■ EXERCISE OBJECTIVE
Copy the data below, substituting "turf" for "green grass" and leaving every other character unchanged. Omit the picture from your copy.

■ SOURCE RECORDS
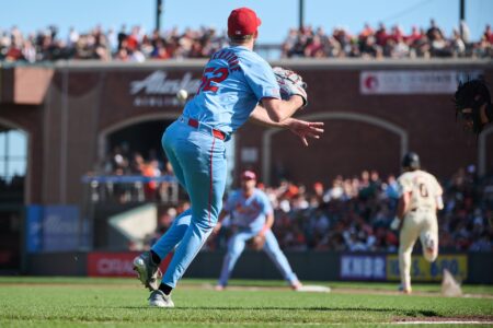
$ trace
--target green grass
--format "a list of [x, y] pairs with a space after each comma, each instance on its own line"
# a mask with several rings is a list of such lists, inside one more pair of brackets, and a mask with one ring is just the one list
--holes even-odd
[[0, 278], [0, 327], [320, 327], [431, 317], [493, 320], [493, 286], [465, 286], [467, 293], [486, 296], [478, 298], [442, 297], [439, 285], [426, 284], [414, 285], [423, 293], [405, 296], [391, 293], [395, 284], [388, 283], [320, 283], [330, 285], [332, 293], [297, 293], [280, 289], [280, 281], [245, 280], [231, 283], [245, 289], [216, 292], [207, 288], [213, 283], [184, 280], [173, 292], [176, 307], [161, 309], [147, 306], [148, 293], [136, 280]]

■ RESPONSE
$ trace
--target turf
--format "a list of [x, y] pairs with a space after each comma, each instance on its own line"
# a mask with several rings is a list of such lists, inside one more pair of brackets, and a mask with one ring is just the one list
--holes even-odd
[[0, 278], [0, 327], [320, 327], [431, 317], [493, 320], [493, 286], [465, 286], [467, 293], [486, 296], [478, 298], [442, 297], [439, 285], [426, 284], [414, 285], [423, 293], [405, 296], [391, 293], [395, 284], [388, 283], [320, 283], [330, 285], [332, 293], [297, 293], [280, 289], [280, 281], [245, 280], [231, 283], [245, 289], [216, 292], [207, 288], [213, 283], [184, 280], [173, 292], [176, 307], [161, 309], [147, 306], [148, 293], [136, 280]]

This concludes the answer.